# Excerpt to read

# Skye Eilers custom chef



## Matt Jacobs (May 24, 2022)

Just a quick 2 week set of notes before an actual review. I want to make sure I get some sharpening / edge retention thoughs after more testing.
Quick back story, I saw Skye on Instagram and Youtube in early 2021 and was impressed with his design and work. I asked him to get me on his books for 2022 and started working on a design.
I had a drawing I made that I sent him to base his design off of. Basically I wanted a dark etched stainless san-mai. We came up with and heirloom fit Huon Pine, copper, and Tasmanian Blackwood handle.
The knife is about 225mm x 58mm. I didnt get all of the exact measurements but the spine roughly goes from 3.5mm tapered down to smaller than I can read on my gauge. 
It is stainless clad Vtoku2 hardened to about 64hrc. So far the edge retention has been great but I havent done enough for actual testing yet.
The fit and finish of this knife is outstanding. Literally every thing is perfect, even things like the exposed core steel at the spine that is etched and perfectly centered. Every thing is rounded and polished far more than it actually needs to be. The geometry is fantastic, it has a nice long "flat" spot but there is a very gentle curve to the entire blade so there is no hard stop when push cutting. 
The edge flexes under my nail and cuts like SKD Yoshikane I had. Unlike the Yoshi though, this has really good food release due to convexity behind the edge. 
Its almost as good of a pure cutter as my Horn but has better food release. 
What really amazes me is that Skye is really young and yet has an understanding of geometry like this. Attached are some close up detail pictures. There is more in my Instagram is anyone wants to see and will post a full review on Youtube in the near future. 
Bottom line this knife is amazing, for what I paid I am blown away. I know he is sending some knives to Modern Cooking as we speak and I would say jump on it now because his price will more than likely sky rocket as he gets more popular.


----------



## bsfsu (May 24, 2022)

# Work to do
• A. In the forum post about the custom chef knife, what materials make up the handle?
• B. Repeat word for word the portion of the knife post between "I had a drawing" and "Tasmanian Blackwood handle.", inclusive.

# Information provided

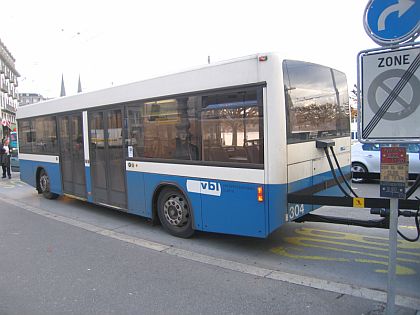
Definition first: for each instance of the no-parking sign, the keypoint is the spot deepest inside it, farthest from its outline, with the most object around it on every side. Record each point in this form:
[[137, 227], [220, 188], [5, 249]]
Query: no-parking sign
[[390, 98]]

# Outputs for the tasks
• A. Huon Pine, copper, and Tasmanian Blackwood.

• B.
I had a drawing I made that I sent him to base his design off of. Basically I wanted a dark etched stainless san-mai. We came up with and heirloom fit Huon Pine, copper, and Tasmanian Blackwood handle.